Direction 1
Answer these about the essay on bad science and expertise:
(a) Which two universities run Erin Bedford's co-supervised PhD program?
(b) What does the essay give as the goal of politicians?
(c) In which field does the writer say she can have opinions but depends on others to explain the data?
Direction 2
From the essay on bad science and expertise, output the passage between "Politicians are too" and "are the experts.", inclusive, with no changes.

# START OF Excerpted text

Erin Bedford is a PhD student in Nanotechnology Engineering at the University of Waterloo and the Pierre and Marie Curie University (Paris VI) in a co-supervised program. You can find her on Twitter @erinellyse.
Bad science makes me cringe.
With a Canadian election having just finished and an American election gearing up, bad science and statements that conflict with evidence have been coming from the mouths of politicians, journalists, and family and friends more often than usual. Grad students everywhere listen and cringe. How can they twist, misuse, or blatantly ignore the research to which we’ve dedicated our lives? Why do they ignore the evidence?
Politicians are too easy a target here—their goal is to get votes, not to make sure that the intricacies of their views are understood. So then, who is responsible? The media certainly plays an important role, but most journalists depend on the experts to identify and talk about important issues. Who are these experts? Often, they are the grad students and researchers who are dedicating their life to these issues. We are the experts.
I started thinking about this when the Canadian election began, but I got stuck on how to take the idea from theory to reality. What can we do to ensure that the public has the right information to make informed decisions on issues? When values conflict with the evidence, is it possible to change people’s minds? Maybe not, but there are those who want to understand the issues and make informed decisions, and for their sake, we have to put the information out there. I don’t have the answers, but what follows are some starting steps that I hope will at least plant some seeds of thought.
Recognize your expertise
I am a researcher in nanobiotechnology engineering specializing in advanced methods for biomolecule detection—by this description, I know a whole lot about very little. In reality, my expertise stretches far beyond what my day-to-day work entails. I am an engineer, a scientist, a researcher; I know how to read about science and I’m in the privileged position of having access to the journals that talk about it and the people who do it. I know how to think about and analyze issues in science and engineering in a way that most people don’t.
On the other hand, I can have opinions on issues in economics, but I depend on others to explain and interpret the data and ideas in order to form them. While I’d love to become an expert in economics, in sociology, in global governance… we can only do so much. So since we can’t expect others to learn the background required to fully analyze an issue, it’s up to us to provide them with the information.

# END OF Excerpted text
# START OF Records

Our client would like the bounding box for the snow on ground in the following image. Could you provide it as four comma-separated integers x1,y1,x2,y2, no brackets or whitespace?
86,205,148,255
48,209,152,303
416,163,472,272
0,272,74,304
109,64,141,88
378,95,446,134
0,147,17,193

# END OF Records

Task result 1
(a) The University of Waterloo and the Pierre and Marie Curie University (Paris VI).
(b) To get votes, not to make sure that the intricacies of their views are understood.
(c) Economics.

Task result 2
Politicians are too easy a target here—their goal is to get votes, not to make sure that the intricacies of their views are understood. So then, who is responsible? The media certainly plays an important role, but most journalists depend on the experts to identify and talk about important issues. Who are these experts? Often, they are the grad students and researchers who are dedicating their life to these issues. We are the experts.